• **Direction 1**: Reproduce the passage of the duck-hunting story word for word, starting at "After a few" and ending at "of my foot.".

After a few minutes, feeling pretty confident he wasn't going to swim back upstream to the decoys, Cutter and I snuck out of the blind through the red twig dogwood that covers the bank, to put a sneak on him. 

"No, Cutter. Heal!" I whisper/shouted to him. "Get over here," as I pointed to the ground to the right of my foot. 

Cutter would spin and bound back to my side, smack my leg with his nose and snort in defiance. Then he would test me again by ranging out just a little too far so with a gruff and a little more edge to my voice I would call him back again--always cognizant of how loud I was as to not spook the greenhead that was right along the bank only a few yards away. 

Crouching hunched over trying stay out of the duck's site; at some point neither myself nor Cutter had the patience to get any closer. I stood up to see the nervousness of the drake on the water--spinning and bobbing and snapping his head around to locate the danger he was sensing. Knowing he was about to jump, I pulled my Weatherby to my shoulder, clicked off the safety, and let him get airborne before dumping him. Cutter was already in the game as he now, a little more gingerly, slid into the river and chased down the drake. 

One of Cutter's quirks is he likes to be the one to bring the bird all the way to the blind. It probably has something to do with me scolding him if he dropped the bird before getting all the way to the blind while we were hunting it. But now, no matter where we are whether in a blind or jumping ducks a hundred yards away in a back channel, he is going to bring it all the way back to the blind we are set up in. That retrieve was no different. Before I could get halfway back, he had already placed the duck in the blind and was on his way back to my side, just in case his services would be needed again.

• **Provided material**:
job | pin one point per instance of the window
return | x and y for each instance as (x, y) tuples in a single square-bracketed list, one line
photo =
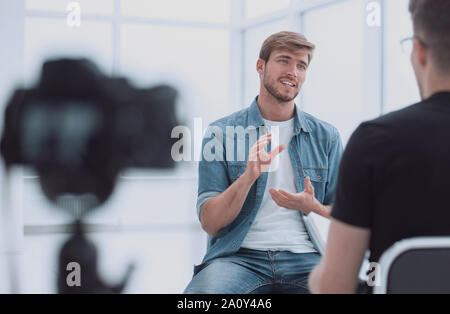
[(399, 82), (333, 90)]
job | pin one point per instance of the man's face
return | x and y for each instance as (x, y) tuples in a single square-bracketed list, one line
[(284, 73)]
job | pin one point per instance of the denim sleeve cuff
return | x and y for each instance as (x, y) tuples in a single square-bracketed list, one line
[(202, 198)]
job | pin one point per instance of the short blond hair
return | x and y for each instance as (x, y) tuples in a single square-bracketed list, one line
[(291, 41)]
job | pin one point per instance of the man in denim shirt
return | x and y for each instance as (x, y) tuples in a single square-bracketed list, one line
[(251, 200)]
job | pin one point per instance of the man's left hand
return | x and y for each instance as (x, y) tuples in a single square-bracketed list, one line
[(303, 201)]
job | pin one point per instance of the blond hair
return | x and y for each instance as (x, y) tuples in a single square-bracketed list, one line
[(286, 40)]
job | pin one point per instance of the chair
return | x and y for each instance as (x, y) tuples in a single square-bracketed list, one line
[(416, 265)]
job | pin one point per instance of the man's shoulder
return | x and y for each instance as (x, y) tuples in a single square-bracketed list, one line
[(319, 126), (238, 118)]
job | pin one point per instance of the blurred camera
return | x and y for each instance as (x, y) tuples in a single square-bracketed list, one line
[(79, 128)]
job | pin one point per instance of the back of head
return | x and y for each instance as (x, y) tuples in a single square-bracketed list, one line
[(431, 21)]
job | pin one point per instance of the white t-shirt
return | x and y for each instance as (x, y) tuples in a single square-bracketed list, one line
[(276, 228)]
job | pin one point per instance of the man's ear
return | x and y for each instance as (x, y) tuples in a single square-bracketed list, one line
[(422, 53), (260, 64)]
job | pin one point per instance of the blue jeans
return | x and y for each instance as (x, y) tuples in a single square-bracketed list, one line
[(255, 272)]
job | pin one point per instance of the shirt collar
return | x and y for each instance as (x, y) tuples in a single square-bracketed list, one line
[(255, 118)]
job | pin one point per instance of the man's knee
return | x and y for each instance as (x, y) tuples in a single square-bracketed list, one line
[(222, 277)]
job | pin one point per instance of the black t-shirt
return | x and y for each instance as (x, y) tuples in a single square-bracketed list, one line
[(394, 176)]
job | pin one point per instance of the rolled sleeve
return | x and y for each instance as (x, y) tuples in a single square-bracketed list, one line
[(212, 169), (334, 157)]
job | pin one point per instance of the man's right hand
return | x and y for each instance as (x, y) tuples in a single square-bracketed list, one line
[(259, 159)]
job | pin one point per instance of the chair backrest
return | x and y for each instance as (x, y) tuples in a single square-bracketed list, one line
[(416, 265)]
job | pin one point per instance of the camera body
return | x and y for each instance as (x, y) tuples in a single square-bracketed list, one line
[(79, 128)]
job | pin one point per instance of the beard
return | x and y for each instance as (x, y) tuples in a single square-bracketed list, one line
[(270, 87)]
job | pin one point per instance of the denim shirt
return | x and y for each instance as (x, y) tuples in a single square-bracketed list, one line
[(315, 151)]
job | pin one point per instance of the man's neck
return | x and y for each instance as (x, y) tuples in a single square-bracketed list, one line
[(436, 83), (273, 110)]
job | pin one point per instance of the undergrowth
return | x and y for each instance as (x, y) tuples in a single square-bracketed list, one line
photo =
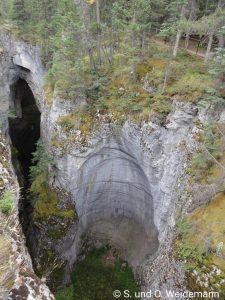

• **Direction 2**: Convert the records starting at the line containing "job | pin one point per instance of the blurred" and ending at the line containing "[(394, 176)]" into a two-column CSV with the columns instruction and answer, one row per record. Put each record's text and its answer in their own quoted field, with line breaks turned into spaces.

• **Task response 1**:
After a few minutes, feeling pretty confident he wasn't going to swim back upstream to the decoys, Cutter and I snuck out of the blind through the red twig dogwood that covers the bank, to put a sneak on him. 

"No, Cutter. Heal!" I whisper/shouted to him. "Get over here," as I pointed to the ground to the right of my foot.

• **Task response 2**:
instruction,answer
"job | pin one point per instance of the blurred camera return | x and y for each instance as (x, y) tuples in a single square-bracketed list, one line","[(79, 128)]"
"job | pin one point per instance of the back of head return | x and y for each instance as (x, y) tuples in a single square-bracketed list, one line","[(431, 21)]"
"job | pin one point per instance of the white t-shirt return | x and y for each instance as (x, y) tuples in a single square-bracketed list, one line","[(276, 228)]"
"job | pin one point per instance of the man's ear return | x and y for each instance as (x, y) tuples in a single square-bracketed list, one line","[(422, 53), (260, 64)]"
"job | pin one point per instance of the blue jeans return | x and y for each instance as (x, y) tuples in a single square-bracketed list, one line","[(255, 272)]"
"job | pin one point per instance of the shirt collar return | x and y for each instance as (x, y) tuples in a single square-bracketed list, one line","[(255, 118)]"
"job | pin one point per instance of the man's knee return | x and y for each instance as (x, y) tuples in a single square-bracketed list, one line","[(222, 277)]"
"job | pin one point per instance of the black t-shirt return | x and y for each instance as (x, y) tuples in a single square-bracketed list, one line","[(394, 176)]"